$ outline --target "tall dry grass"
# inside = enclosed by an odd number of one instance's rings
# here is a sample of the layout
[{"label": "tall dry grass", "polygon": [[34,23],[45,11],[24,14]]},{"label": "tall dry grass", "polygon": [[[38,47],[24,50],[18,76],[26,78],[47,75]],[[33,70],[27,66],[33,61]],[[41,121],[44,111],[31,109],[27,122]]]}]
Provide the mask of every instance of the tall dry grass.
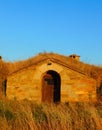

▬▬▬

■ What the task asks:
Render every line of the data above as a JSON list of strings, one string per line and no blank lines. Leave the pictures out.

■ Result of the task:
[
  "$ outline --target \"tall dry grass\"",
  "# inside = enclosed by an odd number of one instance's rings",
  "# here is a sample of the layout",
  "[{\"label\": \"tall dry grass\", \"polygon\": [[34,23],[45,11],[24,14]]},{\"label\": \"tall dry grass\", \"polygon\": [[[38,47],[24,50],[18,76],[26,78],[47,75]],[[33,70],[27,66],[33,61]],[[41,121],[44,111],[31,109],[27,122]]]}]",
  "Provide the mask of every instance of the tall dry grass."
]